Sometimes I think I must be living in Cloud Cuckoo Land --
We're putting the finishing touches now on plans for our third Assessment Day on March 29. We'll be administering two modules of the CAAP (Collegiate Assessment of Academic Proficiency) test this year, in reading and math, from 10 a.m. to noon and again in the evening. Sophomores are required to take both modules, and we will have more details for you closer to the time of the test.
After fine-tuning our administration of the standardized test over the last two years, we're ready to add both modules. And our first linkages from ACT Inc., the vendor, suggest our students are making "expected progress" or "better than expected progress" compared to their peers who take ACT tests in Illinois and a national reference group of students in private two-year colleges. In this month's Assessment Committee meeting, we voted to purchase linkage reports not only to the ACT state tests but also the COMPASS placement test we give incoming students who haven't taken the ACT. Thus we now will have data on all our students. In short, I believe after years of experimentation we are now getting good results from our program of standardized testing, the Illinois Articulation Initiative and classroom assessment.

● **Raw data**:
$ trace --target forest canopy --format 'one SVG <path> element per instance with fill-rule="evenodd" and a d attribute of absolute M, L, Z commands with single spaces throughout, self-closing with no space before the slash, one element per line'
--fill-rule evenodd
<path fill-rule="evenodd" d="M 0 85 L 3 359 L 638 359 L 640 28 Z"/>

● **Directions**:
[A] Do these statements agree with the Assessment Day passage above? Answer yes or no for each and quote the deciding words: (i) Sophomores must take both the reading and the math modules. (ii) The test will be given only in the morning. (iii) The Assessment Committee voted to buy linkage reports to the COMPASS placement test as well as the ACT state tests.
[B] Can you carry on the Assessment Day passage above from its final sentence?

● **Exercise answers**:
[A]
(i) Yes: "Sophomores are required to take both modules"
(ii) No: "from 10 a.m. to noon and again in the evening"
(iii) Yes: "we voted to purchase linkage reports not only to the ACT state tests but also the COMPASS placement test"

[B]
So it came as a slap in the face to read The New York Times the other day and learn the chairman of a blue-ribbon Commission on the Future of Higher Education appointed by President Bush's secretary of education thinks "What is clearly lacking [in higher ed] is a nationwide system for comparative performance purposes, using standard formats."
Oh. I thought that's what we were doing with the ACT tests.
Like I said, either somehow I'm playing a bit part in an ancient Greek comedy or the world of blue-ribbon commissions, think tanks, educational policy analysis and federal mandates is very different from my own. Here's what Charles Miller, chairman of the blue-ribbon task force, told The Times:
In an interview, Mr. Miller said he was not envisioning a higher education version of the No Child Left Behind Act, which requires standardizing testing in public schools and penalizes schools whose students do not improve. "There is no way you can mandate a single set of tests, to have a federalist higher education system," he said.
But he said public reporting of collegiate learning as measured through testing "would be greatly beneficial to the students, parents, taxpayers and employers" and that he would like to create a national database that includes measures of learning. "It would be a shame for the academy to say, 'We can't tell you what it is; you have to trust us,' " Mr. Miller said.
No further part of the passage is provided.